- _Qué se pide_
Expresa como lista numerada todas las líneas de los registros siguientes, omitiendo las que estén en blanco.

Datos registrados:

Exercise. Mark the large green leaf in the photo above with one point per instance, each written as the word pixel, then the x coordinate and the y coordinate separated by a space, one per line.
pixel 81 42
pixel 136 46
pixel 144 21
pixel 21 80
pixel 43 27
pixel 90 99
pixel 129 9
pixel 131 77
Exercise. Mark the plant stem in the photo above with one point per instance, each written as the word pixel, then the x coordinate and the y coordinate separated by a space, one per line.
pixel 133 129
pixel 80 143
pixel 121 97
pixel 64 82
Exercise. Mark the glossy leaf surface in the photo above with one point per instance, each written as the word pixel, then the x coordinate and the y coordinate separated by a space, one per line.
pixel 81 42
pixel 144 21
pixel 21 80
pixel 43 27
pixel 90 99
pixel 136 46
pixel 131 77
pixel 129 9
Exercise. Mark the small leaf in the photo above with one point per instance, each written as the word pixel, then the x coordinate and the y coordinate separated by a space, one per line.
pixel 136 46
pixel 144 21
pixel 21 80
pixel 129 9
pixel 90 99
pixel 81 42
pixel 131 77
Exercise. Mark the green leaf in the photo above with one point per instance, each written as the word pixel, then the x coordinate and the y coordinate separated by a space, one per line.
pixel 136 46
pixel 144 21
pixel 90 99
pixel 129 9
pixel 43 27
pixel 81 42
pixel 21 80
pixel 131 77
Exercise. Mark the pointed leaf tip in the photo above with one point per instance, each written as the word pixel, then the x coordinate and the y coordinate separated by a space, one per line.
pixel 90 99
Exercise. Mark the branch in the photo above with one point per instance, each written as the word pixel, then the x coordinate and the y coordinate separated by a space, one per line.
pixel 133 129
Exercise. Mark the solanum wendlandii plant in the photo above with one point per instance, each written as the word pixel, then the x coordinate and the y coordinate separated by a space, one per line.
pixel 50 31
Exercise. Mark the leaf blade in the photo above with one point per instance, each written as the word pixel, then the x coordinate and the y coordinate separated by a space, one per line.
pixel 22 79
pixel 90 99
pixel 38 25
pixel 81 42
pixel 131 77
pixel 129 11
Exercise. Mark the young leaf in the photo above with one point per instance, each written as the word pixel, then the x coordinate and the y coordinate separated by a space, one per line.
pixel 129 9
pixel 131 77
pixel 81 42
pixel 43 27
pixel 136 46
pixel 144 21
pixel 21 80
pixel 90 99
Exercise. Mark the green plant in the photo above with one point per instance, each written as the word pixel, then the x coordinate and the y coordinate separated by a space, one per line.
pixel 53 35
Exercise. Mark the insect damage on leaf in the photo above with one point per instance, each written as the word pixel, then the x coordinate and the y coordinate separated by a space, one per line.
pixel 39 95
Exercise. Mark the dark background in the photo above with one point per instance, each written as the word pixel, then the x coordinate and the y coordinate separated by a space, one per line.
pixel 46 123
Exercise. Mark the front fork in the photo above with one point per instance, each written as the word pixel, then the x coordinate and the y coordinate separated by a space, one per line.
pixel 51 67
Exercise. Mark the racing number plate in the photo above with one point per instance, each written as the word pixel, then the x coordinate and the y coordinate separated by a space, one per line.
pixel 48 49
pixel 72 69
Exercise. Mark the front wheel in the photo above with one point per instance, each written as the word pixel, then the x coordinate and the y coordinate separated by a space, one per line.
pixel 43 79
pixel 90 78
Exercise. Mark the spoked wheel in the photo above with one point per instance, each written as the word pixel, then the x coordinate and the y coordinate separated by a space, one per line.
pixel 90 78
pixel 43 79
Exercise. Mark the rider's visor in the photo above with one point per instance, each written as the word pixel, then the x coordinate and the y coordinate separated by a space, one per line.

- _Solución_
1. Exercise. Mark the large green leaf in the photo above with one point per instance, each written as the word pixel, then the x coordinate and the y coordinate separated by a space, one per line.
2. pixel 81 42
3. pixel 136 46
4. pixel 144 21
5. pixel 21 80
6. pixel 43 27
7. pixel 90 99
8. pixel 129 9
9. pixel 131 77
10. Exercise. Mark the plant stem in the photo above with one point per instance, each written as the word pixel, then the x coordinate and the y coordinate separated by a space, one per line.
11. pixel 133 129
12. pixel 80 143
13. pixel 121 97
14. pixel 64 82
15. Exercise. Mark the glossy leaf surface in the photo above with one point per instance, each written as the word pixel, then the x coordinate and the y coordinate separated by a space, one per line.
16. pixel 81 42
17. pixel 144 21
18. pixel 21 80
19. pixel 43 27
20. pixel 90 99
21. pixel 136 46
22. pixel 131 77
23. pixel 129 9
24. Exercise. Mark the small leaf in the photo above with one point per instance, each written as the word pixel, then the x coordinate and the y coordinate separated by a space, one per line.
25. pixel 136 46
26. pixel 144 21
27. pixel 21 80
28. pixel 129 9
29. pixel 90 99
30. pixel 81 42
31. pixel 131 77
32. Exercise. Mark the green leaf in the photo above with one point per instance, each written as the word pixel, then the x coordinate and the y coordinate separated by a space, one per line.
33. pixel 136 46
34. pixel 144 21
35. pixel 90 99
36. pixel 129 9
37. pixel 43 27
38. pixel 81 42
39. pixel 21 80
40. pixel 131 77
41. Exercise. Mark the pointed leaf tip in the photo above with one point per instance, each written as the word pixel, then the x coordinate and the y coordinate separated by a space, one per line.
42. pixel 90 99
43. Exercise. Mark the branch in the photo above with one point per instance, each written as the word pixel, then the x coordinate and the y coordinate separated by a space, one per line.
44. pixel 133 129
45. Exercise. Mark the solanum wendlandii plant in the photo above with one point per instance, each written as the word pixel, then the x coordinate and the y coordinate separated by a space, one per line.
46. pixel 50 31
47. Exercise. Mark the leaf blade in the photo above with one point per instance, each written as the word pixel, then the x coordinate and the y coordinate separated by a space, one per line.
48. pixel 22 79
49. pixel 90 99
50. pixel 38 25
51. pixel 81 42
52. pixel 131 77
53. pixel 129 11
54. Exercise. Mark the young leaf in the photo above with one point per instance, each written as the word pixel, then the x coordinate and the y coordinate separated by a space, one per line.
55. pixel 129 9
56. pixel 131 77
57. pixel 81 42
58. pixel 43 27
59. pixel 136 46
60. pixel 144 21
61. pixel 21 80
62. pixel 90 99
63. Exercise. Mark the green plant in the photo above with one point per instance, each written as the word pixel, then the x coordinate and the y coordinate separated by a space, one per line.
64. pixel 53 35
65. Exercise. Mark the insect damage on leaf in the photo above with one point per instance, each written as the word pixel, then the x coordinate and the y coordinate separated by a space, one per line.
66. pixel 39 95
67. Exercise. Mark the dark background in the photo above with one point per instance, each written as the word pixel, then the x coordinate and the y coordinate separated by a space, one per line.
68. pixel 46 123
69. Exercise. Mark the front fork in the photo above with one point per instance, each written as the word pixel, then the x coordinate and the y coordinate separated by a space, one per line.
70. pixel 51 67
71. Exercise. Mark the racing number plate in the photo above with one point per instance, each written as the word pixel, then the x coordinate and the y coordinate separated by a space, one per line.
72. pixel 48 49
73. pixel 72 69
74. Exercise. Mark the front wheel in the photo above with one point per instance, each written as the word pixel, then the x coordinate and the y coordinate separated by a space, one per line.
75. pixel 43 79
76. pixel 90 78
77. Exercise. Mark the spoked wheel in the photo above with one point per instance, each written as the word pixel, then the x coordinate and the y coordinate separated by a space, one per line.
78. pixel 90 78
79. pixel 43 79
80. Exercise. Mark the rider's visor in the photo above with one point per instance, each written as the word pixel, then the x coordinate and the y coordinate separated by a space, one per line.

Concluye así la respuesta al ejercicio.